Problems to solve →
(a) Set down, word for word, the part of the forum comment below about coding as writing that begins at the words "Coding: It's Just" and stops after the words "maintainability).".
(b) Continue the forum comment below about coding as writing, picking up after its last sentence.

Coding: It's Just Writing (2008) - smusamashah
https://blog.codinghorror.com/coding-its-just-writing/
======
ilaksh
I don't know if we are supposed to interpret the title as a joke or what. But
most of the article is correct.

But obviously the prose-ish writing part is less than half of the task. It is
not trivial to create useful computer programs (regardless of
maintainability).

But one thing I would like to point out here is the extreme contrast in
attitudes towards computer programs versus mathematical descriptions.

I have always felt that although the nature of math notation has historically
made sense, the extreme level of obfuscation is a stark contrast to well-
written code.

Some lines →
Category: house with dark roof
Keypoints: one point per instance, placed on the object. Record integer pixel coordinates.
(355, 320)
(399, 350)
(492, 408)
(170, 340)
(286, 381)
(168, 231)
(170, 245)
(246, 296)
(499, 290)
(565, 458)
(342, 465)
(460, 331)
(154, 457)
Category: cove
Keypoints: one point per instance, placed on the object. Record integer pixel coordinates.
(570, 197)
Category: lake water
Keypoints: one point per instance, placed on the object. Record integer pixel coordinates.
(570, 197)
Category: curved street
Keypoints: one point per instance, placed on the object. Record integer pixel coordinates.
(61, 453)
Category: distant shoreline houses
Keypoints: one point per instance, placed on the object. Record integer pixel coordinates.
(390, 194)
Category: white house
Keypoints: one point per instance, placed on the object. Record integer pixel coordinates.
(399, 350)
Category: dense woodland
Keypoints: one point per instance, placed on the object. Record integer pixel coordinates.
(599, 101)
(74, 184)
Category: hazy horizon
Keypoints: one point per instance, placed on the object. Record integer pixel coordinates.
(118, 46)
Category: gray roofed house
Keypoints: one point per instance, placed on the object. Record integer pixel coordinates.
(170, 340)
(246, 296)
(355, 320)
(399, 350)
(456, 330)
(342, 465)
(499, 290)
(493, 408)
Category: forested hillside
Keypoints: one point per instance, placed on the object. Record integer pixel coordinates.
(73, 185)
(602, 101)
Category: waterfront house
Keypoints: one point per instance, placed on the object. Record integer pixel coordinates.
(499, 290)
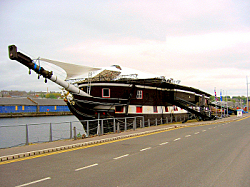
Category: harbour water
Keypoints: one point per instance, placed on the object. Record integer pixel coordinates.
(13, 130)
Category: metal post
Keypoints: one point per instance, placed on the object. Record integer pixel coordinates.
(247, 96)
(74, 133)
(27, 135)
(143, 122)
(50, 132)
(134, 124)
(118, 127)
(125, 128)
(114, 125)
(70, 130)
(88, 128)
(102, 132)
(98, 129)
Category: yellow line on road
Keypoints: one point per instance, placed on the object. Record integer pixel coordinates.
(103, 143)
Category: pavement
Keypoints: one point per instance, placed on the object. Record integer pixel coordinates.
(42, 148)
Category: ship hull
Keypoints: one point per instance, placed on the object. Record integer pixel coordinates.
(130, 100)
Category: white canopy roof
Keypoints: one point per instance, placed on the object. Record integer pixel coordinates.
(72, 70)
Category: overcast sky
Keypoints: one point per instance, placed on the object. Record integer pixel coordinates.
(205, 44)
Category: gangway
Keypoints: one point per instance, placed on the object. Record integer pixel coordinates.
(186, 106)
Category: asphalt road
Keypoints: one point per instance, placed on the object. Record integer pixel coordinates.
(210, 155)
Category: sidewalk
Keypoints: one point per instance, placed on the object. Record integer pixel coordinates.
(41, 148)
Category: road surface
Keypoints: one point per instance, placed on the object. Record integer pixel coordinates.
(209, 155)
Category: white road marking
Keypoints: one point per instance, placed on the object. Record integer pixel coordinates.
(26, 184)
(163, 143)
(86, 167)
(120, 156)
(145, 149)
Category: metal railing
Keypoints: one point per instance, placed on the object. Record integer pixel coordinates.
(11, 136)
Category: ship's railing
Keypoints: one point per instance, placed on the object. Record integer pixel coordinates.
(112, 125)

==

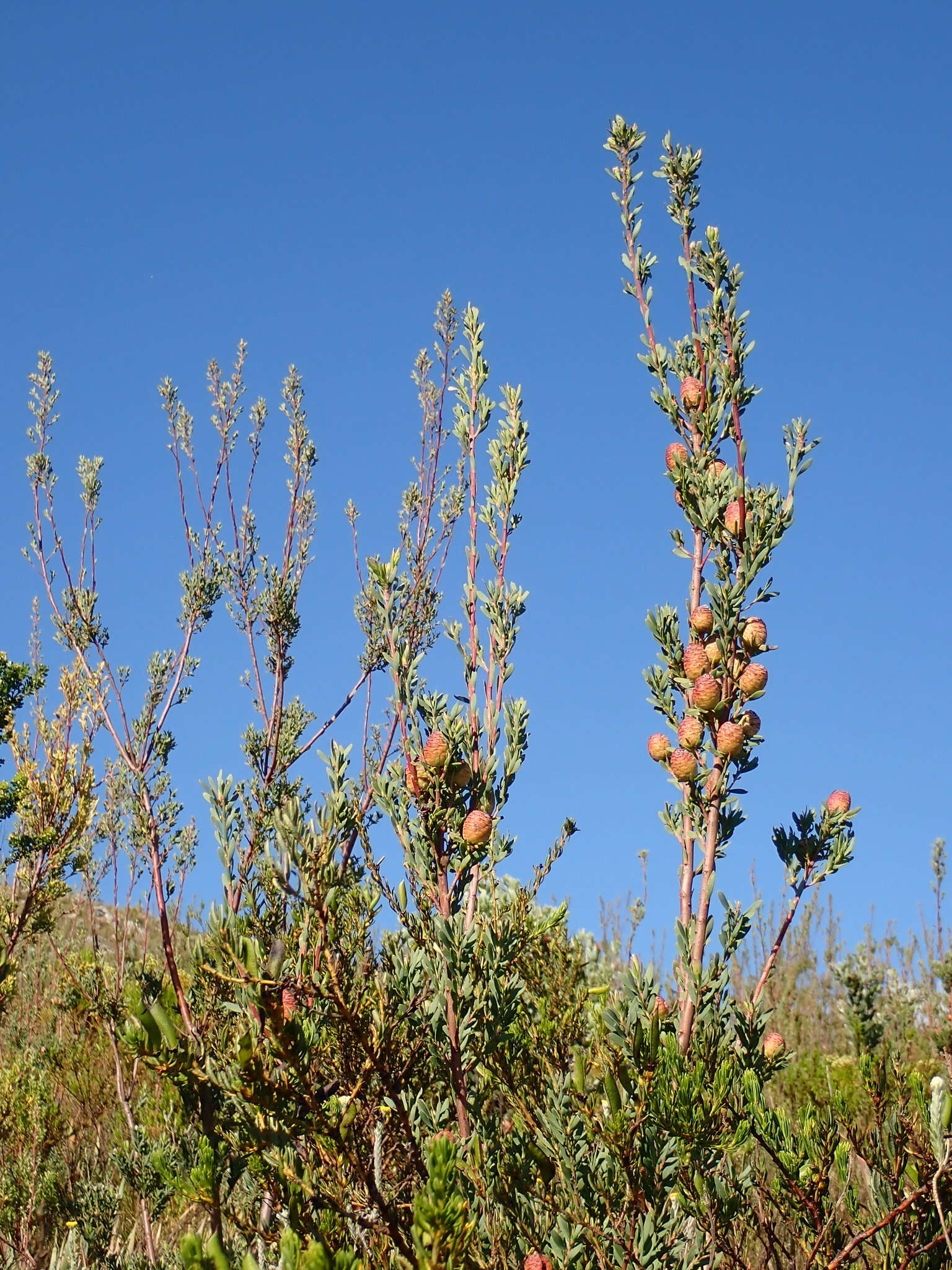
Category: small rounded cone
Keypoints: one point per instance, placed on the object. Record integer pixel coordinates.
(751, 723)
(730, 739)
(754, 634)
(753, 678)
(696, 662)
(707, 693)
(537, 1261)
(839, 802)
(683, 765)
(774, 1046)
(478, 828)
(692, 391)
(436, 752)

Results →
(a)
Coding: It's Just Writing (2008) - smusamashah
https://blog.codinghorror.com/coding-its-just-writing/
======
ilaksh
I don't know if we are supposed to interpret the title as a joke or what. But
most of the article is correct.

But obviously the prose-ish writing part is less than half of the task. It is
not trivial to create useful computer programs (regardless of
maintainability).

(b)
------
guenthert
Indeed, writing for the poor sod who's going to maintain your code years after
you moved on is much more difficult than writing code for the machine. After
all, the compiler and test programs will tell you whether your code is
(sufficiently) correct, but there's no feedback from the aforementioned
maintainer of your code. If you can write code which compiles and passes the
test suite first try, then kudos to you. Most of us can't and need the
occasional hint from the compiler and edit our code 'til it passes.
Unfortunately, there's no automated check whether the variable, class or
function names are sensible and whether the comments match the code ...

------
pico_wave
Alternate headline: Coding, it's just translating.

------
hbcondo714
A former boss of mine said coding is just a means to an end.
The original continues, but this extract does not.